■ Given request:
Copy every one of the following items verbatim, changing nothing.

■ Information provided:
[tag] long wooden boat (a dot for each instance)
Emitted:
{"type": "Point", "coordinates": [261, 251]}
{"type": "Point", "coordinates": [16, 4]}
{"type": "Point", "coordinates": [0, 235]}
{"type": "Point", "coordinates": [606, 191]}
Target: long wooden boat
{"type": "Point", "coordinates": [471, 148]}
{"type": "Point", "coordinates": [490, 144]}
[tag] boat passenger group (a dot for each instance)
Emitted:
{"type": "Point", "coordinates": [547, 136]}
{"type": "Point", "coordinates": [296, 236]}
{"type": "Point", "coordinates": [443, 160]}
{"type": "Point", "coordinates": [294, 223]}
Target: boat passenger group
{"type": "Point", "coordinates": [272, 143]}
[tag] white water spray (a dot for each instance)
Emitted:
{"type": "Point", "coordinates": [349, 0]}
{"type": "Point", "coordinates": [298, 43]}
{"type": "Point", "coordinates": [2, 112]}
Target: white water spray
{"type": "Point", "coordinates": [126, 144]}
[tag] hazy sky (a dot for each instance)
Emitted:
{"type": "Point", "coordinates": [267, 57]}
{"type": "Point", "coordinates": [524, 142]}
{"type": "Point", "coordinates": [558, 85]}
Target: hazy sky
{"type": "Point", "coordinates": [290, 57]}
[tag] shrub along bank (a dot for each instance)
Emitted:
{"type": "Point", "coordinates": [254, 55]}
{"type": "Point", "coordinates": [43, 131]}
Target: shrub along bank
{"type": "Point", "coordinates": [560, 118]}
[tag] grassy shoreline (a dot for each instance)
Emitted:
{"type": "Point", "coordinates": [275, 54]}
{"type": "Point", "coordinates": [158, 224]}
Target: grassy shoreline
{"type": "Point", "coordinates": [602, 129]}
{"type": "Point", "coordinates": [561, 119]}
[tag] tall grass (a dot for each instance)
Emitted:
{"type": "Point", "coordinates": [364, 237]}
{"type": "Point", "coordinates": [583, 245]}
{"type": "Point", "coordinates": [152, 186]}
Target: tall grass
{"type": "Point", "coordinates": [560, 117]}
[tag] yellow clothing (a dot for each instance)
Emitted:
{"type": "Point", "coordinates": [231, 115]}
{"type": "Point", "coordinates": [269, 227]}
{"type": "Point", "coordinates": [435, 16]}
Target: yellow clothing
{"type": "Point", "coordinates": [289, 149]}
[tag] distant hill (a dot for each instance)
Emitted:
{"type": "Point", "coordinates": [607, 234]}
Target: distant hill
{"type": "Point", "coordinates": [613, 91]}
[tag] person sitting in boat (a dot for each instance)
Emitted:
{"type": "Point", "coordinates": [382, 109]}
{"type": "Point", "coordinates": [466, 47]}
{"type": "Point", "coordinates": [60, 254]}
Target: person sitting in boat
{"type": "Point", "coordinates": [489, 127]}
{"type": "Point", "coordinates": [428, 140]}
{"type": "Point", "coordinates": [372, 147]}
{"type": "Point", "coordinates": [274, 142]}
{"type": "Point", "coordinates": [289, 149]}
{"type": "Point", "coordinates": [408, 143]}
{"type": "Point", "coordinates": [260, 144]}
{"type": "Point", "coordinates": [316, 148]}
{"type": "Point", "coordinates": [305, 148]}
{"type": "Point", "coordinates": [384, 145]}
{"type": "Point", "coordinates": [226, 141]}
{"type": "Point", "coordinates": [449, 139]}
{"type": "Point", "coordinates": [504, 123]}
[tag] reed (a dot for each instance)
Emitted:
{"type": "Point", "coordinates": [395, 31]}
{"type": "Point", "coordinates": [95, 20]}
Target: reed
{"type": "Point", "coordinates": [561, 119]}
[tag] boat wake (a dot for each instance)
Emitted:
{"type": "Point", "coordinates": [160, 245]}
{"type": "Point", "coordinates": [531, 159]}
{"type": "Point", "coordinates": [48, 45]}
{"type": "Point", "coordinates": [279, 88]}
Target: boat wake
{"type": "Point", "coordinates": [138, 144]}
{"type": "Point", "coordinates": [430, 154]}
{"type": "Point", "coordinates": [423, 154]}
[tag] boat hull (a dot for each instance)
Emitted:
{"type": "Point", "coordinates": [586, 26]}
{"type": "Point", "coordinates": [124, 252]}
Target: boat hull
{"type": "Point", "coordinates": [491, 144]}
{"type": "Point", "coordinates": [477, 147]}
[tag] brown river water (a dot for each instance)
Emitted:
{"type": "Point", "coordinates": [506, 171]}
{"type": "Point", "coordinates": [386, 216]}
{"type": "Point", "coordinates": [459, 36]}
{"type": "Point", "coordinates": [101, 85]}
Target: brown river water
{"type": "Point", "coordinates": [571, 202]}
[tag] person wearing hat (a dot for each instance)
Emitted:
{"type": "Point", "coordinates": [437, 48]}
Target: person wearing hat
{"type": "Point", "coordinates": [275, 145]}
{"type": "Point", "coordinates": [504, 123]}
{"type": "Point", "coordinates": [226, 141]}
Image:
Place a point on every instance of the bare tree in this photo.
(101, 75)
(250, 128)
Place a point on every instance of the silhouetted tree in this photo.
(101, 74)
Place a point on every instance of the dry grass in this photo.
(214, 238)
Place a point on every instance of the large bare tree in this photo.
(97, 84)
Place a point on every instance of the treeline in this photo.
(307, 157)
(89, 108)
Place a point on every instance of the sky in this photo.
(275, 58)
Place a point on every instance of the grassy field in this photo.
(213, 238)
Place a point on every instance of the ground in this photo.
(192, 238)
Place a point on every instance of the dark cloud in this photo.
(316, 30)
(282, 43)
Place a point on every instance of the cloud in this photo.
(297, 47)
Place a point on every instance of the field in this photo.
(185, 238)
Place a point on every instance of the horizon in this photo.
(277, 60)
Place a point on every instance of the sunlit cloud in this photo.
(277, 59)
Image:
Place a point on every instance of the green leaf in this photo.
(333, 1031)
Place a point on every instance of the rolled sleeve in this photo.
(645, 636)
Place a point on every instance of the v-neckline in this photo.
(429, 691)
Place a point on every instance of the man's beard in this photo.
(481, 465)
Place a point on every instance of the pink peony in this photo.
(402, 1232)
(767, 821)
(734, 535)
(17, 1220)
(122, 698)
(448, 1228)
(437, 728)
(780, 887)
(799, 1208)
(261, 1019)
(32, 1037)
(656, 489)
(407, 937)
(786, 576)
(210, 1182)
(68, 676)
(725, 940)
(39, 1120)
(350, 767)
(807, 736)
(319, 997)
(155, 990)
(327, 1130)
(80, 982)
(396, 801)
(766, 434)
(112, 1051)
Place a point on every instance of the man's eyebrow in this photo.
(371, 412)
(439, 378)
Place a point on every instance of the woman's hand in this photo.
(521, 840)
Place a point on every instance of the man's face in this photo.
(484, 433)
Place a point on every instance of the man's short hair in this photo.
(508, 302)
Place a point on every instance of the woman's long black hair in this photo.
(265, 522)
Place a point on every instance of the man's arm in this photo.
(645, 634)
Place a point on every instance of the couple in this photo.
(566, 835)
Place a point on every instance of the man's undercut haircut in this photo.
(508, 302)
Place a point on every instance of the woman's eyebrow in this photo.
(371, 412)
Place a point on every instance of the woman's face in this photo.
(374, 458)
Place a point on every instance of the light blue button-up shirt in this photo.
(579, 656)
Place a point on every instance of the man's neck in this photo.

■ Answer to the problem:
[tag] long wooden boat (a dot for each instance)
Emitted:
{"type": "Point", "coordinates": [261, 251]}
{"type": "Point", "coordinates": [16, 4]}
{"type": "Point", "coordinates": [0, 235]}
{"type": "Point", "coordinates": [606, 191]}
Target: long wooden boat
{"type": "Point", "coordinates": [471, 148]}
{"type": "Point", "coordinates": [490, 144]}
[tag] boat passenger group (a dot for each instance)
Emitted:
{"type": "Point", "coordinates": [547, 136]}
{"type": "Point", "coordinates": [296, 236]}
{"type": "Point", "coordinates": [443, 160]}
{"type": "Point", "coordinates": [294, 223]}
Target: boat passenger group
{"type": "Point", "coordinates": [272, 143]}
[tag] white water spray (a dot for each instance)
Emitted:
{"type": "Point", "coordinates": [349, 0]}
{"type": "Point", "coordinates": [298, 43]}
{"type": "Point", "coordinates": [2, 112]}
Target: white water spray
{"type": "Point", "coordinates": [126, 144]}
[tag] hazy sky (a dot for each instance)
Emitted:
{"type": "Point", "coordinates": [267, 57]}
{"type": "Point", "coordinates": [524, 142]}
{"type": "Point", "coordinates": [558, 85]}
Target: hazy sky
{"type": "Point", "coordinates": [290, 57]}
[tag] shrub along bank (a dot for each instance)
Emitted:
{"type": "Point", "coordinates": [254, 55]}
{"type": "Point", "coordinates": [43, 131]}
Target: shrub along bank
{"type": "Point", "coordinates": [560, 118]}
[tag] grassy shoreline (a dot for each instance)
Emitted:
{"type": "Point", "coordinates": [275, 54]}
{"type": "Point", "coordinates": [158, 224]}
Target: grassy shoreline
{"type": "Point", "coordinates": [602, 129]}
{"type": "Point", "coordinates": [561, 119]}
[tag] tall grass (a dot for each instance)
Emitted:
{"type": "Point", "coordinates": [364, 237]}
{"type": "Point", "coordinates": [583, 245]}
{"type": "Point", "coordinates": [152, 186]}
Target: tall grass
{"type": "Point", "coordinates": [560, 117]}
[tag] yellow clothing (a dot for each instance)
Emitted:
{"type": "Point", "coordinates": [231, 115]}
{"type": "Point", "coordinates": [269, 227]}
{"type": "Point", "coordinates": [435, 16]}
Target: yellow clothing
{"type": "Point", "coordinates": [289, 149]}
[tag] distant hill (a dot for each instance)
Emitted:
{"type": "Point", "coordinates": [607, 234]}
Target: distant hill
{"type": "Point", "coordinates": [613, 91]}
[tag] person sitting in boat (a dot for each instance)
Emitted:
{"type": "Point", "coordinates": [382, 109]}
{"type": "Point", "coordinates": [466, 47]}
{"type": "Point", "coordinates": [60, 254]}
Target: person sitting in boat
{"type": "Point", "coordinates": [489, 127]}
{"type": "Point", "coordinates": [428, 140]}
{"type": "Point", "coordinates": [372, 147]}
{"type": "Point", "coordinates": [274, 142]}
{"type": "Point", "coordinates": [289, 149]}
{"type": "Point", "coordinates": [408, 143]}
{"type": "Point", "coordinates": [260, 144]}
{"type": "Point", "coordinates": [316, 148]}
{"type": "Point", "coordinates": [305, 148]}
{"type": "Point", "coordinates": [384, 145]}
{"type": "Point", "coordinates": [226, 141]}
{"type": "Point", "coordinates": [449, 139]}
{"type": "Point", "coordinates": [504, 123]}
[tag] reed (a dot for each instance)
Emitted:
{"type": "Point", "coordinates": [395, 31]}
{"type": "Point", "coordinates": [95, 20]}
Target: reed
{"type": "Point", "coordinates": [561, 119]}
[tag] boat wake (a dot for each instance)
Emitted:
{"type": "Point", "coordinates": [160, 245]}
{"type": "Point", "coordinates": [531, 159]}
{"type": "Point", "coordinates": [48, 45]}
{"type": "Point", "coordinates": [279, 88]}
Target: boat wake
{"type": "Point", "coordinates": [138, 144]}
{"type": "Point", "coordinates": [430, 154]}
{"type": "Point", "coordinates": [423, 154]}
[tag] boat hull (a dot for each instance)
Emitted:
{"type": "Point", "coordinates": [586, 26]}
{"type": "Point", "coordinates": [124, 252]}
Target: boat hull
{"type": "Point", "coordinates": [491, 144]}
{"type": "Point", "coordinates": [477, 147]}
[tag] brown river water (a dot for each instance)
Emitted:
{"type": "Point", "coordinates": [506, 171]}
{"type": "Point", "coordinates": [386, 216]}
{"type": "Point", "coordinates": [459, 36]}
{"type": "Point", "coordinates": [101, 85]}
Target: brown river water
{"type": "Point", "coordinates": [571, 202]}
[tag] person wearing hat (a dot for each instance)
Emitted:
{"type": "Point", "coordinates": [437, 48]}
Target: person wearing hat
{"type": "Point", "coordinates": [275, 145]}
{"type": "Point", "coordinates": [504, 123]}
{"type": "Point", "coordinates": [226, 141]}
Image:
Place a point on every instance of the bare tree in this photo.
(101, 75)
(250, 128)
Place a point on every instance of the silhouetted tree in this photo.
(101, 74)
Place a point on every instance of the dry grass in this photo.
(214, 238)
Place a point on every instance of the large bare tree in this photo.
(97, 84)
Place a point on every instance of the treeline in this photo.
(307, 157)
(89, 108)
Place a point on every instance of the sky in this photo.
(275, 58)
Place a point on every instance of the grassy field in this photo.
(213, 238)
Place a point on every instance of the ground in this photo.
(192, 238)
Place a point on every instance of the dark cloud in this photo.
(316, 30)
(282, 43)
Place a point on every instance of the cloud in this photo.
(297, 47)
Place a point on every instance of the field in this photo.
(185, 238)
Place a point on every instance of the horizon in this photo.
(277, 60)
Place a point on every instance of the sunlit cloud in this photo.
(277, 59)
Image:
Place a point on every instance of the green leaf in this photo.
(333, 1031)
Place a point on every instance of the rolled sleeve in this photo.
(645, 636)
Place a point on every instance of the v-neckline in this photo.
(429, 691)
Place a point on every instance of the man's beard in this photo.
(481, 465)
Place a point on every instance of the pink peony in this photo.
(402, 1232)
(767, 821)
(734, 535)
(17, 1220)
(122, 698)
(448, 1228)
(437, 728)
(780, 887)
(799, 1208)
(261, 1019)
(32, 1037)
(656, 489)
(407, 937)
(786, 576)
(210, 1182)
(68, 676)
(725, 940)
(39, 1120)
(350, 767)
(807, 736)
(319, 997)
(155, 990)
(327, 1130)
(80, 982)
(396, 801)
(766, 434)
(112, 1051)
Place a point on every instance of the man's eyebrow in this photo.
(371, 412)
(439, 378)
Place a point on every instance of the woman's hand in this photo.
(521, 840)
Place a point on every instance of the man's face in this photo.
(484, 433)
Place a point on every instance of the man's short hair in this photo.
(508, 302)
Place a point on every instance of the woman's long black hair in this photo.
(265, 522)
Place a point on every instance of the man's arm in this photo.
(645, 634)
Place a point on every instance of the couple in this photo.
(566, 835)
Place a point on every instance of the man's undercut haircut in this photo.
(508, 302)
Place a point on every instance of the woman's eyebrow in this photo.
(371, 412)
Place a point on every instance of the woman's face in this photo.
(374, 458)
Place a point on every instance of the light blue button-up shirt in this photo.
(579, 656)
Place a point on every instance of the man's neck in this photo.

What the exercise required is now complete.